Material shown below:

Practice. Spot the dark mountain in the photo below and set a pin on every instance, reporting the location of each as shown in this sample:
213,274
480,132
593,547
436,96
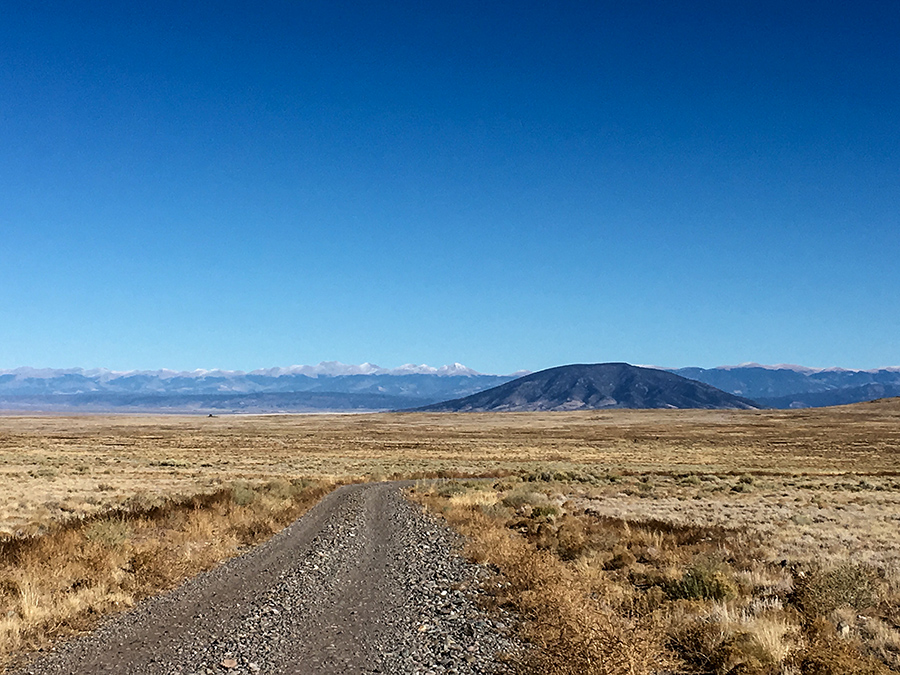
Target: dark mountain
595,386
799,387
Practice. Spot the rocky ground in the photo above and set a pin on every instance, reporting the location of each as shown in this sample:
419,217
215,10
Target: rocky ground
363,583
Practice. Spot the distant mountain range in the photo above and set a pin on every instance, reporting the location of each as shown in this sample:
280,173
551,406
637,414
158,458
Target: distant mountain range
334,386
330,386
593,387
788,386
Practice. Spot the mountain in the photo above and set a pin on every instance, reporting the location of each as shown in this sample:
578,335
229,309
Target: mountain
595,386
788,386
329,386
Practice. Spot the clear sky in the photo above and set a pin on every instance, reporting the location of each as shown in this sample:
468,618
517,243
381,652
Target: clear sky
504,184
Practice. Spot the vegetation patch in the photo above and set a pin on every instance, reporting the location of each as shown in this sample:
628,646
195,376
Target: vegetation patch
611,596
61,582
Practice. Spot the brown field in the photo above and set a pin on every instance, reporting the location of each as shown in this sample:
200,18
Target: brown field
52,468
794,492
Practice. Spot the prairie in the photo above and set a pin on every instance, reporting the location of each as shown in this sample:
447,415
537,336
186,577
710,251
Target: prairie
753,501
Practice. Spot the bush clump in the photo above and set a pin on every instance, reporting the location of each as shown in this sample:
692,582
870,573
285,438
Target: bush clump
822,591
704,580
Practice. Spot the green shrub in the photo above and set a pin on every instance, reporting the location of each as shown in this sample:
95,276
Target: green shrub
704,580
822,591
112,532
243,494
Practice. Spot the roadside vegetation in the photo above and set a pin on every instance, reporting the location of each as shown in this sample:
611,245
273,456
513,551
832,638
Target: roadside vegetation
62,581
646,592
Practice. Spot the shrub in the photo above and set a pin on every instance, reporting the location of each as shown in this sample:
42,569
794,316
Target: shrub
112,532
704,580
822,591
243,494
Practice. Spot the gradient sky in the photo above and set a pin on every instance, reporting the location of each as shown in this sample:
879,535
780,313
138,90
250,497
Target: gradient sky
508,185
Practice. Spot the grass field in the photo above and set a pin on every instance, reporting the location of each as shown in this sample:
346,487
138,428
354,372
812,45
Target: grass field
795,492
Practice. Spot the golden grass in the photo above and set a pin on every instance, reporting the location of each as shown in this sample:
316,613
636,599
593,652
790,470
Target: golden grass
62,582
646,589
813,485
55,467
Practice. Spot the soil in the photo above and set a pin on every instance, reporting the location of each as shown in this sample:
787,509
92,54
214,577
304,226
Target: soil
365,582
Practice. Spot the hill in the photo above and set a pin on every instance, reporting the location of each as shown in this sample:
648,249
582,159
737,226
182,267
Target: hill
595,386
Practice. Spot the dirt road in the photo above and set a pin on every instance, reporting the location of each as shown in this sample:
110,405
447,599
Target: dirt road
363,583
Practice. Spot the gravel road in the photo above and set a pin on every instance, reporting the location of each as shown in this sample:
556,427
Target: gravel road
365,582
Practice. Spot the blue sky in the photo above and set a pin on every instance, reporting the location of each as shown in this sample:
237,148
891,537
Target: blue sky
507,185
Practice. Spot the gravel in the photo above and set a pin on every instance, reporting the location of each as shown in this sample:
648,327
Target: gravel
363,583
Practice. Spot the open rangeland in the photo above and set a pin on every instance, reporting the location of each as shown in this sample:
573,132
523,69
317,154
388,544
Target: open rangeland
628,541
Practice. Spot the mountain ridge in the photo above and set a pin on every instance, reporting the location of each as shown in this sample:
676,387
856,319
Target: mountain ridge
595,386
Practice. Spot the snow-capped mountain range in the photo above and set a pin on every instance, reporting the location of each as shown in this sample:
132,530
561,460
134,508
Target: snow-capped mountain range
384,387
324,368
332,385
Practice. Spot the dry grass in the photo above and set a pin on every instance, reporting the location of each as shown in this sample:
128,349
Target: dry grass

End of Material shown.

## [Assigned task]
Please write out all the data again word for word, but not the pictures.

## [Output below]
Practice. Spot the dark mountain in the photo below and set a pin on every instance, reporting the location of each as shown in this sample:
213,274
480,132
593,547
436,96
Target: dark mountain
595,386
799,387
Practice. Spot the rocky ground in the photo above and set a pin on every instance, reporting the location of each as shown in this sample:
419,217
215,10
Target: rocky ground
363,583
Practice. Spot the distant mountain range in the photo above and set a pin on every instance, reporting the location of each as shown in this sample:
280,173
551,406
637,414
158,458
Target: distant mountain range
334,386
330,386
593,387
788,386
Practice. Spot the mountain in the photo above and set a pin on every instance, reporting the location of each as shown in this sample:
578,335
229,309
Target: mountain
595,386
788,386
329,386
Practice. Spot the clear sky in the photo above and set a pin on every instance, reporting the location of each as shown in this sample:
468,618
517,243
381,652
Target: clear sky
504,184
Practice. Spot the vegetation patch in the photo above and set a pin on every instance, reporting the location of each as shown in this sample:
628,646
195,376
Target: vegetation patch
611,596
61,582
Practice. Spot the brown field in the photo above and set a pin on every instance, reporting the location of each as shown in this sample:
200,18
Target: brown field
52,468
794,492
Practice. Spot the prairie in the photo above and set a pin on every instance, reporting the location of each as shown in this sample:
447,415
537,336
186,577
710,251
Target: prairie
753,501
Practice. Spot the bush clump in the photo above and set a pin on every instance, reporting the location of each as shown in this sample:
692,582
870,573
285,438
Target: bush clump
822,591
704,580
Practice. Spot the green shrub in the photo above and set a pin on every instance, reporting the location of each as shown in this sample:
95,276
Target: green shrub
704,580
822,591
112,532
243,494
Practice. Spot the roadside vegetation in the photo above and set a pin on every instance, reporting the location of each as shown in this sample:
611,245
273,456
513,551
832,638
Target: roadside vegetation
62,581
646,592
Practice. Spot the shrub in the photo above and set a pin on every instance, reporting the location of each as shown in this sample:
42,569
794,316
Target: shrub
112,532
704,580
822,591
243,494
Practice. Spot the gradient sky in the photo above and set a pin on every instance, reporting the location of each as shown in this sample:
879,535
780,313
138,90
250,497
Target: gradient sky
508,185
Practice. Spot the grass field in the photo above and set a pin on every instance, reporting the location of each as shown in this sample:
346,487
138,428
354,372
812,45
Target: grass field
795,492
Practice. Spot the golden grass in the photo above and set a pin on every instance, reporting the location of each as shown in this sample:
316,613
636,599
593,652
790,470
Target: golden grass
62,582
646,589
813,485
55,467
Practice. Spot the soil in the photo above and set a pin on every instance, reporting the location of each as shown in this sample:
787,509
92,54
214,577
304,226
Target: soil
365,582
Practice. Spot the hill in the photo above and set a pin on every instance, reporting the location of each as shown in this sample:
648,249
582,159
737,226
182,267
Target: hill
595,386
Practice. Spot the dirt road in the photo above and set a pin on every instance, reporting the location of each as shown in this sample:
110,405
447,599
Target: dirt road
363,583
Practice. Spot the gravel road in the photo above and set a pin on every instance, reporting the location of each as shown in this sample:
556,427
Target: gravel road
365,582
Practice. Spot the blue sky in the photo above and set a pin on every instance, reporting the location of each as shown in this sample:
237,148
891,537
Target: blue sky
507,185
Practice. Spot the gravel in the photo above and set a pin on every instance, reporting the location of each as shown in this sample:
648,327
Target: gravel
363,583
Practice. Spot the open rangeland in the photo above and set a pin on every instance, reporting the location of each as shown in this sample:
573,132
523,69
317,154
388,544
Target: open rangeland
628,541
Practice. Spot the mountain ridge in the photo above and set a pin on every instance, reporting the location of each as shown in this sample:
676,387
856,319
Target: mountain ridge
595,386
Practice. Spot the snow-capped mountain range in the photo above and set a pin on every instance, reporting the location of each as shown in this sample:
132,530
561,460
134,508
Target: snow-capped mountain range
384,387
324,368
332,385
Practice. Spot the dry grass in the photo above and set a pin on every instance, reporting the location of each as shown in this sample:
128,349
Target: dry grass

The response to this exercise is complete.